Elementos de una fuente de datos:
__________

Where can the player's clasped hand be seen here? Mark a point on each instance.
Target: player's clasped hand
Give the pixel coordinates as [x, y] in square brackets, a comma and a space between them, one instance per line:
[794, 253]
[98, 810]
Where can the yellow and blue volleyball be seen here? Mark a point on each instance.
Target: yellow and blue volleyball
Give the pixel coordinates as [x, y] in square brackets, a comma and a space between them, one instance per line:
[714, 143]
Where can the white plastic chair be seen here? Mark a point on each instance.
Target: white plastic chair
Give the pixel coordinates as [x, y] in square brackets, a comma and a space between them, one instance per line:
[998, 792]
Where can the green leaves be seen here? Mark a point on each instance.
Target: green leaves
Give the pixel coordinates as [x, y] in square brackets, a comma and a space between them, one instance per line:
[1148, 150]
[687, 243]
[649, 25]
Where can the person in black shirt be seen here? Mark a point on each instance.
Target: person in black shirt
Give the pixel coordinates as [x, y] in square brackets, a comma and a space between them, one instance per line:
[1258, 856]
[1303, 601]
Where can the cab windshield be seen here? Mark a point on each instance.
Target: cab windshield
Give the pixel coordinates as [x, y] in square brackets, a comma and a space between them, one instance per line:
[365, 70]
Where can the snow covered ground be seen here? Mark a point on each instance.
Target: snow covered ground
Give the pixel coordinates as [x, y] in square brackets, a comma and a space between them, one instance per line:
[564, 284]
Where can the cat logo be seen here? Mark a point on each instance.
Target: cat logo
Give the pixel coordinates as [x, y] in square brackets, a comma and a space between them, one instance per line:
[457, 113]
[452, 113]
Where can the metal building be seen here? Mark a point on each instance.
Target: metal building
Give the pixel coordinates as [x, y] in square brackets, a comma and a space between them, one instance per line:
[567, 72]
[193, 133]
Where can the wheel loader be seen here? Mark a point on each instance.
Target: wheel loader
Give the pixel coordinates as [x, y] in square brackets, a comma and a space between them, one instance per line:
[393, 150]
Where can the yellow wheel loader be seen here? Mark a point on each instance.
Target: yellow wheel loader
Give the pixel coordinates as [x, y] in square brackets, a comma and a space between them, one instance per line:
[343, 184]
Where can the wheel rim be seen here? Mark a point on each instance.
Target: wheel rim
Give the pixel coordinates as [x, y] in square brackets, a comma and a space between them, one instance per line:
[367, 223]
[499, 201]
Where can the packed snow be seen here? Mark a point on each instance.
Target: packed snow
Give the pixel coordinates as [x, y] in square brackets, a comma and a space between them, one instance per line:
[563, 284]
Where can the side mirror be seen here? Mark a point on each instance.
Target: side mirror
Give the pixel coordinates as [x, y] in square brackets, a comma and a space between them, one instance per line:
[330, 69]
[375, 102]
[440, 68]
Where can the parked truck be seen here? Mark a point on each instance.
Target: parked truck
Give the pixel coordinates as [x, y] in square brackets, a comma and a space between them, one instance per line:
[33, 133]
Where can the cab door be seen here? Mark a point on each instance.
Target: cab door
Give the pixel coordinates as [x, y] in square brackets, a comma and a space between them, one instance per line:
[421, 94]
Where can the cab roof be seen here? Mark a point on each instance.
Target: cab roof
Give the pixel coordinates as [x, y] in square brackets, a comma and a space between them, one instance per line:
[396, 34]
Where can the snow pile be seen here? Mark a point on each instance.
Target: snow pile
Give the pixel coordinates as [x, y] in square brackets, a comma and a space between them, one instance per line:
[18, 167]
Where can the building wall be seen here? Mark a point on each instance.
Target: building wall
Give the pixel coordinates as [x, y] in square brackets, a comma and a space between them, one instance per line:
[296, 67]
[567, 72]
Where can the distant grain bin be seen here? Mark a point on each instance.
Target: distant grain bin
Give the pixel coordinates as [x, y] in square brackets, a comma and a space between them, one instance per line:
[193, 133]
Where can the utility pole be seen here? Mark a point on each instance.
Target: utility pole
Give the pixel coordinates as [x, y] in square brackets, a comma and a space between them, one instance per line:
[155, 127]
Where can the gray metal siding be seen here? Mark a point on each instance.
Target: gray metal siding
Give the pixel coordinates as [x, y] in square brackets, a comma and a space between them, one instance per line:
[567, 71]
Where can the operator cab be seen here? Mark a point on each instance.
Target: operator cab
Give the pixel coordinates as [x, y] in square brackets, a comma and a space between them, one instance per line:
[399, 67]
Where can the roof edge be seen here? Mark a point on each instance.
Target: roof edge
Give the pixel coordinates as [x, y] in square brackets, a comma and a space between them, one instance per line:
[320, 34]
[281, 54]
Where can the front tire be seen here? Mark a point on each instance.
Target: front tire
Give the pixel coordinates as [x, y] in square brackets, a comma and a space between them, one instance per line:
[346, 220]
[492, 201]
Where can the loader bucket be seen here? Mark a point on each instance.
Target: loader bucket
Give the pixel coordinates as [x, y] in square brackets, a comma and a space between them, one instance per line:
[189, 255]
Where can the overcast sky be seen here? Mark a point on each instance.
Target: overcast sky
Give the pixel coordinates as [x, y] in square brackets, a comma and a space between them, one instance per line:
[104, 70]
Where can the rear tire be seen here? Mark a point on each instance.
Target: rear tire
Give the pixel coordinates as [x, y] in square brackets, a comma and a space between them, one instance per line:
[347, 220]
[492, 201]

__________

> _PROBLEMA BREVE_
¿Puedes convertir todas las líneas del material anterior en una tabla Markdown con las columnas «Número» y «Línea del material»? Omite las líneas en blanco.

> _RESPUESTA_
| Número | Línea del material |
|---|---|
| 1 | Where can the player's clasped hand be seen here? Mark a point on each instance. |
| 2 | Target: player's clasped hand |
| 3 | Give the pixel coordinates as [x, y] in square brackets, a comma and a space between them, one instance per line: |
| 4 | [794, 253] |
| 5 | [98, 810] |
| 6 | Where can the yellow and blue volleyball be seen here? Mark a point on each instance. |
| 7 | Target: yellow and blue volleyball |
| 8 | Give the pixel coordinates as [x, y] in square brackets, a comma and a space between them, one instance per line: |
| 9 | [714, 143] |
| 10 | Where can the white plastic chair be seen here? Mark a point on each instance. |
| 11 | Target: white plastic chair |
| 12 | Give the pixel coordinates as [x, y] in square brackets, a comma and a space between them, one instance per line: |
| 13 | [998, 792] |
| 14 | Where can the green leaves be seen here? Mark a point on each instance. |
| 15 | Target: green leaves |
| 16 | Give the pixel coordinates as [x, y] in square brackets, a comma and a space between them, one instance per line: |
| 17 | [1148, 150] |
| 18 | [687, 243] |
| 19 | [649, 25] |
| 20 | Where can the person in black shirt be seen here? Mark a point on each instance. |
| 21 | Target: person in black shirt |
| 22 | Give the pixel coordinates as [x, y] in square brackets, a comma and a space between them, one instance per line: |
| 23 | [1258, 856] |
| 24 | [1303, 601] |
| 25 | Where can the cab windshield be seen here? Mark a point on each instance. |
| 26 | Target: cab windshield |
| 27 | Give the pixel coordinates as [x, y] in square brackets, a comma and a space between them, one instance per line: |
| 28 | [365, 70] |
| 29 | Where can the snow covered ground be seen here? Mark a point on each instance. |
| 30 | Target: snow covered ground |
| 31 | Give the pixel coordinates as [x, y] in square brackets, a comma and a space between them, one instance per line: |
| 32 | [564, 284] |
| 33 | Where can the cat logo be seen here? Mark a point on each instance. |
| 34 | Target: cat logo |
| 35 | Give the pixel coordinates as [x, y] in square brackets, a comma and a space between them, one instance per line: |
| 36 | [457, 113] |
| 37 | [452, 113] |
| 38 | Where can the metal building be seen here? Mark a point on each instance. |
| 39 | Target: metal building |
| 40 | Give the pixel coordinates as [x, y] in square brackets, a comma and a space between them, one instance per line: |
| 41 | [567, 72] |
| 42 | [193, 133] |
| 43 | Where can the wheel loader be seen here? Mark a point on each instance. |
| 44 | Target: wheel loader |
| 45 | Give the pixel coordinates as [x, y] in square brackets, a comma and a space between them, one instance per line: |
| 46 | [393, 150] |
| 47 | Where can the yellow wheel loader be seen here? Mark a point on each instance. |
| 48 | Target: yellow wheel loader |
| 49 | Give the pixel coordinates as [x, y] in square brackets, a comma and a space between them, one instance per line: |
| 50 | [343, 184] |
| 51 | Where can the wheel rim be seen here? Mark a point on each instance. |
| 52 | Target: wheel rim |
| 53 | Give the pixel coordinates as [x, y] in square brackets, a comma and a space between them, one instance per line: |
| 54 | [367, 223] |
| 55 | [499, 201] |
| 56 | Where can the packed snow be seen here? Mark a point on each instance. |
| 57 | Target: packed snow |
| 58 | Give the pixel coordinates as [x, y] in square brackets, a comma and a space between them, one instance per line: |
| 59 | [563, 284] |
| 60 | Where can the side mirror be seen here? Mark a point on each instance. |
| 61 | Target: side mirror |
| 62 | Give the pixel coordinates as [x, y] in square brackets, a comma and a space between them, one instance per line: |
| 63 | [330, 69] |
| 64 | [375, 102] |
| 65 | [440, 68] |
| 66 | Where can the parked truck be seen here? Mark a point on each instance. |
| 67 | Target: parked truck |
| 68 | Give the pixel coordinates as [x, y] in square brackets, a comma and a space between them, one instance per line: |
| 69 | [33, 133] |
| 70 | Where can the cab door be seen here? Mark a point on each instance. |
| 71 | Target: cab door |
| 72 | Give the pixel coordinates as [x, y] in square brackets, a comma and a space between them, one instance per line: |
| 73 | [421, 94] |
| 74 | Where can the cab roof be seen here? Mark a point on each instance. |
| 75 | Target: cab roof |
| 76 | Give the pixel coordinates as [x, y] in square brackets, a comma and a space between them, one instance per line: |
| 77 | [396, 34] |
| 78 | Where can the snow pile be seen here? Mark a point on each instance. |
| 79 | Target: snow pile |
| 80 | Give the pixel coordinates as [x, y] in square brackets, a comma and a space between them, one instance per line: |
| 81 | [18, 167] |
| 82 | Where can the building wall be seen here? Mark a point on each instance. |
| 83 | Target: building wall |
| 84 | Give the pixel coordinates as [x, y] in square brackets, a comma and a space between them, one instance per line: |
| 85 | [296, 67] |
| 86 | [567, 72] |
| 87 | Where can the distant grain bin be seen here? Mark a point on each instance. |
| 88 | Target: distant grain bin |
| 89 | Give the pixel coordinates as [x, y] in square brackets, a comma and a space between them, one instance per line: |
| 90 | [193, 133] |
| 91 | Where can the utility pole be seen here? Mark a point on each instance. |
| 92 | Target: utility pole |
| 93 | Give the pixel coordinates as [x, y] in square brackets, a comma and a space between them, one instance per line: |
| 94 | [155, 127] |
| 95 | Where can the gray metal siding be seen here? Mark a point on each instance. |
| 96 | Target: gray metal siding |
| 97 | Give the pixel coordinates as [x, y] in square brackets, a comma and a space between them, one instance per line: |
| 98 | [567, 71] |
| 99 | Where can the operator cab be seen here? Mark a point on each instance. |
| 100 | Target: operator cab |
| 101 | Give the pixel coordinates as [x, y] in square brackets, a comma and a space between them, one instance per line: |
| 102 | [399, 67] |
| 103 | Where can the roof edge be seen here? Mark a point on each instance. |
| 104 | Target: roof edge |
| 105 | Give the pixel coordinates as [x, y] in square brackets, a comma and a space between them, one instance per line: |
| 106 | [320, 34] |
| 107 | [281, 54] |
| 108 | Where can the front tire be seen here? Mark a point on each instance. |
| 109 | Target: front tire |
| 110 | Give the pixel coordinates as [x, y] in square brackets, a comma and a space between them, one instance per line: |
| 111 | [346, 220] |
| 112 | [492, 201] |
| 113 | Where can the loader bucket be seen here? Mark a point on each instance. |
| 114 | Target: loader bucket |
| 115 | Give the pixel coordinates as [x, y] in square brackets, a comma and a space between them, one instance per line: |
| 116 | [189, 255] |
| 117 | Where can the overcast sky be seen here? Mark a point on each instance. |
| 118 | Target: overcast sky |
| 119 | Give the pixel coordinates as [x, y] in square brackets, a comma and a space between them, one instance per line: |
| 120 | [104, 70] |
| 121 | Where can the rear tire be seen here? Mark a point on each instance. |
| 122 | Target: rear tire |
| 123 | Give the pixel coordinates as [x, y] in square brackets, a comma and a space between them, one instance per line: |
| 124 | [347, 220] |
| 125 | [492, 201] |